** What you need to do **
Your answer must consist solely of the line containing "Locates the large" and each line after it through the end of the data, copied exactly.

** Free-text object descriptions **

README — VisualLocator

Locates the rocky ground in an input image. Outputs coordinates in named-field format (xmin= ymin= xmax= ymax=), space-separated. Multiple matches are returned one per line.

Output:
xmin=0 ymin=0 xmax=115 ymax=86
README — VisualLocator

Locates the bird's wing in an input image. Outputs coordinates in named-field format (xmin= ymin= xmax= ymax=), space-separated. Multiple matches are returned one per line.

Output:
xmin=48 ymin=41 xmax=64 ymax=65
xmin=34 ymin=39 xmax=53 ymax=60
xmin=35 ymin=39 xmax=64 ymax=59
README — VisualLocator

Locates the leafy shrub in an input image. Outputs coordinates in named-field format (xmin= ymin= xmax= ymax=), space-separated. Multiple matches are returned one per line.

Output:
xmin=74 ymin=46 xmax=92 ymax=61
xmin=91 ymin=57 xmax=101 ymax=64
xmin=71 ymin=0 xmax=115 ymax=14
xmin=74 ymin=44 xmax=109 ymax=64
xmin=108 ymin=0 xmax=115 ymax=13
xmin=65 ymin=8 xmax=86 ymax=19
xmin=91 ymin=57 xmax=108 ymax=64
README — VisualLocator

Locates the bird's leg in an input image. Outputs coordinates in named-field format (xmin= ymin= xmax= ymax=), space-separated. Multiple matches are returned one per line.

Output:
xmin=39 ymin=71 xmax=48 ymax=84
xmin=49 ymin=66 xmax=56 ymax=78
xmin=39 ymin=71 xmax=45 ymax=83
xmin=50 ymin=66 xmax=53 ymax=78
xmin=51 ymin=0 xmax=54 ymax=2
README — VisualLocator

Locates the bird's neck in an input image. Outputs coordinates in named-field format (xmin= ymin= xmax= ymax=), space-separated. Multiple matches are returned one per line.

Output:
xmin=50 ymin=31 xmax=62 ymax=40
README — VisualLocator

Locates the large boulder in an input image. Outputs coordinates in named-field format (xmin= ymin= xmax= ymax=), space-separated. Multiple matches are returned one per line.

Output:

** Exercise output **
Locates the large boulder in an input image. Outputs coordinates in named-field format (xmin= ymin= xmax= ymax=), space-separated. Multiple matches are returned one per line.

Output:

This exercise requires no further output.